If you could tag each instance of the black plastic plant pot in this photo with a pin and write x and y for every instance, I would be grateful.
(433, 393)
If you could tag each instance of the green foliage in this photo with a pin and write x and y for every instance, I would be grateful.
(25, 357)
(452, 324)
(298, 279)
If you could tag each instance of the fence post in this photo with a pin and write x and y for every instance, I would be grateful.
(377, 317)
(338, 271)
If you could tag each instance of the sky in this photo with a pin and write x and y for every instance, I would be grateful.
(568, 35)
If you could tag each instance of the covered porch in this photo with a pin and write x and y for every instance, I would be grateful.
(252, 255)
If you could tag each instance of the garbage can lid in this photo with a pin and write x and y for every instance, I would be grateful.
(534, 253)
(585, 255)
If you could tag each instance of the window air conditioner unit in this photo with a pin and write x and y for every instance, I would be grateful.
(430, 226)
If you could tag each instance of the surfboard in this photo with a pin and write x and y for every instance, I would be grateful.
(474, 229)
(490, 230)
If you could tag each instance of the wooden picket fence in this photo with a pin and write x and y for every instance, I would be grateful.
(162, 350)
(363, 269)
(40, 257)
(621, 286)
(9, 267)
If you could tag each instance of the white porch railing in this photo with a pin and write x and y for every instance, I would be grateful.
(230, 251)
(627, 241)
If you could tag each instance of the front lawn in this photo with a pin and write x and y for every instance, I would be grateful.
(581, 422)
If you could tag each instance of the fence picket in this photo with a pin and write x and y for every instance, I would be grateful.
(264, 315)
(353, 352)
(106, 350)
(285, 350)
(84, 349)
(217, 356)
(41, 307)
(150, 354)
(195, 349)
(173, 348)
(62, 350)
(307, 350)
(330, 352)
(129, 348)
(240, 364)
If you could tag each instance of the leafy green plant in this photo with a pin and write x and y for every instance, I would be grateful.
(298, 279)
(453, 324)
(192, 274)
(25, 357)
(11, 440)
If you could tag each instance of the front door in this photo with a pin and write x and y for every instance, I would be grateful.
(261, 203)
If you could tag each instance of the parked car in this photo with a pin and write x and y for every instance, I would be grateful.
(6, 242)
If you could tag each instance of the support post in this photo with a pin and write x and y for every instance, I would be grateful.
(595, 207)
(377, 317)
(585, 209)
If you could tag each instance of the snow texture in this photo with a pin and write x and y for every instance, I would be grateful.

#####

◆ GIVEN EXERCISE
Lay out the lines above as a Markdown table with a Row column giving each line's number and a Text column holding the line itself, leaving out any blank lines.

◆ TASK RESPONSE
| Row | Text |
|---|---|
| 1 | If you could tag each instance of the black plastic plant pot in this photo with a pin and write x and y for every instance, I would be grateful. |
| 2 | (433, 393) |
| 3 | If you could tag each instance of the green foliage in this photo with a pin and write x and y for every instance, I would be grateful. |
| 4 | (25, 357) |
| 5 | (452, 324) |
| 6 | (298, 279) |
| 7 | If you could tag each instance of the fence post in this photo with a pin and write x and y for every instance, I would be grateful. |
| 8 | (377, 317) |
| 9 | (338, 271) |
| 10 | If you could tag each instance of the sky in this photo with a pin and write x and y for every instance, I would be grateful. |
| 11 | (568, 35) |
| 12 | If you could tag each instance of the covered porch in this photo with a pin and write x and y for every instance, I would be grateful. |
| 13 | (252, 255) |
| 14 | If you could tag each instance of the garbage can lid in this photo with a pin and write x and y for every instance, I would be grateful. |
| 15 | (534, 253) |
| 16 | (585, 255) |
| 17 | If you could tag each instance of the window air conditioner unit in this photo with a pin and write x and y for every instance, I would be grateful. |
| 18 | (430, 226) |
| 19 | If you could tag each instance of the surfboard in this photo with a pin and write x and y for every instance, I would be grateful. |
| 20 | (474, 229) |
| 21 | (490, 230) |
| 22 | If you could tag each instance of the wooden picket fence in this photo with a pin and write x and y for every instance, I would be grateful. |
| 23 | (162, 350) |
| 24 | (363, 269) |
| 25 | (40, 257) |
| 26 | (621, 286) |
| 27 | (9, 267) |
| 28 | If you could tag each instance of the white porch railing in this photo with a pin and write x and y for every instance, I would be grateful. |
| 29 | (230, 251) |
| 30 | (627, 241) |
| 31 | If you could tag each instance of the front lawn in this photo with a pin and write x and y for every instance, I would be grateful. |
| 32 | (581, 422) |
| 33 | If you could tag each instance of the fence picket in this photo with a pin and write x and y for every instance, I would be grateful. |
| 34 | (264, 315) |
| 35 | (353, 352) |
| 36 | (106, 350) |
| 37 | (285, 350) |
| 38 | (84, 349) |
| 39 | (217, 356) |
| 40 | (41, 307) |
| 41 | (150, 354) |
| 42 | (195, 349) |
| 43 | (173, 348) |
| 44 | (62, 350) |
| 45 | (307, 350) |
| 46 | (330, 352) |
| 47 | (129, 348) |
| 48 | (240, 364) |
| 49 | If you could tag each instance of the leafy green plant in this photo with a pin and write x and y for every instance, I would be grateful. |
| 50 | (298, 279) |
| 51 | (453, 324) |
| 52 | (192, 274) |
| 53 | (25, 357) |
| 54 | (11, 440) |
| 55 | If you could tag each instance of the front door in this photo with a pin and write x and y for every instance, I would be grateful. |
| 56 | (261, 203) |
| 57 | If you could tag each instance of the parked car in this photo with a pin and write x and y for every instance, I would be grateful. |
| 58 | (6, 242) |
| 59 | If you could tag each instance of the support post in this photo with a pin and write x and y for every instance, I would be grateful. |
| 60 | (595, 207) |
| 61 | (377, 317) |
| 62 | (585, 209) |
| 63 | If you could tag each instance of the snow texture in this photo with a pin and write x and y for every instance, I would be grateful. |